---------- Records supplied ----------

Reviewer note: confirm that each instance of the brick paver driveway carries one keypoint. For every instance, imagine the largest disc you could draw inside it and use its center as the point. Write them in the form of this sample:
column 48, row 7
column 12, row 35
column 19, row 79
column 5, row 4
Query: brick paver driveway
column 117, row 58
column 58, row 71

----------
---------- Records supplied ----------

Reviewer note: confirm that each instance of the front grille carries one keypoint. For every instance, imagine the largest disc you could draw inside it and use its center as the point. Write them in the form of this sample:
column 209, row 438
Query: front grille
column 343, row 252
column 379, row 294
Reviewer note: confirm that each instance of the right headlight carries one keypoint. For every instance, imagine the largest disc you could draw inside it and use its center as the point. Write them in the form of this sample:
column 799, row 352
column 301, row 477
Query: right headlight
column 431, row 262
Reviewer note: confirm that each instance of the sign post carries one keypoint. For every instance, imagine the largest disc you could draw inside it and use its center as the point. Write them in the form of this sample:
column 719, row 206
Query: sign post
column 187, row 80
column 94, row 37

----------
---------- Records supplied ----------

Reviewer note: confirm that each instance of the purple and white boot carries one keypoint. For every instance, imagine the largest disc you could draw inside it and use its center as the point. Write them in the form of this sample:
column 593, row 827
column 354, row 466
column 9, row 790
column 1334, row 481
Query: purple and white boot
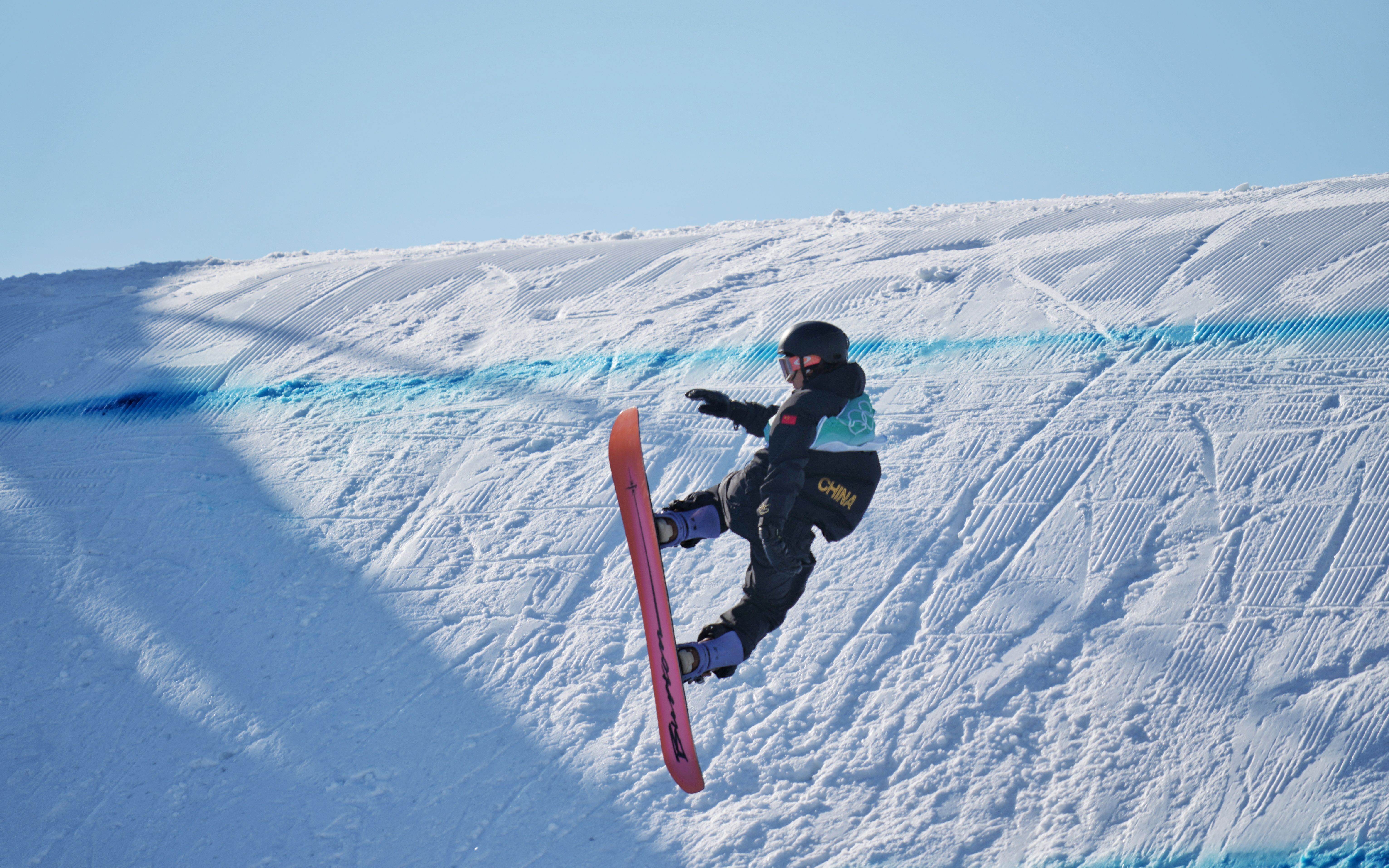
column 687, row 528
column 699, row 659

----------

Can you repeat only the lines of the listing starting with the line with "Reviewer note: confirm that each instance of the right" and going on through the line with "column 431, row 262", swapping "keypoint" for "marker" and leaving everything else unchanged?

Reviewer note: confirm that each instance of the right headlight carries one marker. For every instance, imagine the largest disc you could draw inside it and use its center as the point. Write them in the form of this sample:
column 799, row 352
column 301, row 477
Query: right headlight
column 431, row 262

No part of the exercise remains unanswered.